*Given passage:*
Besides the missing ingredients and plates, cooking was an adventure. I’ve never tried to cook outdoors when it’s in the 30s/40s and it was not fun or easy. Because it was so cold basically only the food touching the cast iron would cook or retain any heat. That wasn’t a problem with the asparagus, I like them a little crunchy, but the steak was another thing. We were struggling so much to get the steak to cook, we ended up slicing it into strips and cooking it that way. Was still delicious though.
Before I move on I need to talk about our fingers. Another aspect of cooking that made things so hard was our fingers. It was so cold that we couldn’t have our gloves off for more than a few minutes without our fingers starting to hurt, but at the same time, it is really hard to chop, eat and flip anything with gloves on. Long story short, we worked hard for our dinner.
After dinner, we stood around the fire for a while, then decided to do time-lapse photos of the stars, again quite challenging when you can’t feel your fingers. Then we decided to go to bed. That’s when we discovered I had also forgotten the pillows.
Again we had to make the best of it, and luckily because we were so worried about the cold we packed lots of extra sweaters and jackets that made for great pillows (great is relative when you’re exhausted).
Sleeping was a struggle and we definitely were not prepared. It took a lot of layers and positioning just so I didn’t shiver the entire night. I slept in a base layer, sweat pants, and a hoodie, inside a sleeping bag, rated for, I think, 35, (I’d check but we store our gear in storage), and several blankets. I was still so cold.

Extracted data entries
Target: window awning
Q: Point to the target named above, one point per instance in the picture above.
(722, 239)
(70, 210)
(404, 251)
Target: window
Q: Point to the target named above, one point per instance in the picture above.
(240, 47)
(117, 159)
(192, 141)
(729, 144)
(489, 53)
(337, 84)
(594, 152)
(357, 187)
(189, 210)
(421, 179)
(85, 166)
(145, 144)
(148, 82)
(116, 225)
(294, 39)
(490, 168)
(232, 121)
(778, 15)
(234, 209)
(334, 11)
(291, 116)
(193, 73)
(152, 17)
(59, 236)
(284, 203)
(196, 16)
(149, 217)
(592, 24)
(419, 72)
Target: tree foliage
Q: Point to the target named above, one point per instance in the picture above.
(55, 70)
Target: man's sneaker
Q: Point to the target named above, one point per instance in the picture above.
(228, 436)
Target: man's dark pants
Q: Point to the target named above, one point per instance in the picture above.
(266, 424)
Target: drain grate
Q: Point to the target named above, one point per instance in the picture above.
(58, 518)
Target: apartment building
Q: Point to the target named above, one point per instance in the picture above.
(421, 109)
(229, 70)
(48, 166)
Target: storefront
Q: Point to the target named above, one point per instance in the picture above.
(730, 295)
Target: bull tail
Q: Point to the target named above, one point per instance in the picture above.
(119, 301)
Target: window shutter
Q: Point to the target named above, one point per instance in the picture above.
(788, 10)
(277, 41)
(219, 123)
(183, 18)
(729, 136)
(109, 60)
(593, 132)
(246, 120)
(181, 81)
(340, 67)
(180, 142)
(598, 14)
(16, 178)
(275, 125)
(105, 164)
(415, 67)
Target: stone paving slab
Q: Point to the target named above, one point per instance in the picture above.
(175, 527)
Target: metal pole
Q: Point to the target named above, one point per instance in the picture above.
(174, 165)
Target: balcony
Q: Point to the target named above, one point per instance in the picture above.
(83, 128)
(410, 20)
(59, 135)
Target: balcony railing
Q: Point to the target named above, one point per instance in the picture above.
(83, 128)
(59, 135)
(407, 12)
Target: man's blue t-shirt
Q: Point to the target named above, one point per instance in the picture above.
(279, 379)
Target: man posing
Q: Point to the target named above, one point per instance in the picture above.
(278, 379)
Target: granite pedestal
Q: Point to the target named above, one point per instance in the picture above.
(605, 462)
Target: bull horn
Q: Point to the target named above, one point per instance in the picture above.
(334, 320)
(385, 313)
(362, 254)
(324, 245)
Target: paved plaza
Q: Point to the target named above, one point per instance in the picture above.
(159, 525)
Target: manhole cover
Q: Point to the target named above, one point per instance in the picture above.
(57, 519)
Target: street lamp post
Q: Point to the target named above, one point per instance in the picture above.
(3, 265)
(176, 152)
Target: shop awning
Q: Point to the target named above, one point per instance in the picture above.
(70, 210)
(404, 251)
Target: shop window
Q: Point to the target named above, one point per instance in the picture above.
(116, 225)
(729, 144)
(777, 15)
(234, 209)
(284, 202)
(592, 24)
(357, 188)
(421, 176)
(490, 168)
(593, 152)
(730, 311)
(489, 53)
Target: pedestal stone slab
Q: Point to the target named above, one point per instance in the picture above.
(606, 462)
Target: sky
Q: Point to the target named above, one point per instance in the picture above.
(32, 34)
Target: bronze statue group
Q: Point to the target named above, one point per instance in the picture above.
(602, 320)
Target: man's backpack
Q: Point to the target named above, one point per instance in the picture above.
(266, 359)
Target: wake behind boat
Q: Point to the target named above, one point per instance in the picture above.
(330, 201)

*Exercise instructions:*
1) Rewrite the paragraph of the cold-weather camping text that begins "Before I move on I need to talk about our fingers" as a short bulleted list that keeps its main facts.
2) From the cold-weather camping text, copy everything from "Before I move" down to "forgotten the pillows." with no changes.

*Numbered responses:*
1)
- Cold fingers made cooking much harder.
- Gloves could only come off for a few minutes before fingers started to hurt.
- Chopping, eating and flipping food with gloves on was very hard.
- The campers worked hard for their dinner.

2)
Before I move on I need to talk about our fingers. Another aspect of cooking that made things so hard was our fingers. It was so cold that we couldn’t have our gloves off for more than a few minutes without our fingers starting to hurt, but at the same time, it is really hard to chop, eat and flip anything with gloves on. Long story short, we worked hard for our dinner.
After dinner, we stood around the fire for a while, then decided to do time-lapse photos of the stars, again quite challenging when you can’t feel your fingers. Then we decided to go to bed. That’s when we discovered I had also forgotten the pillows.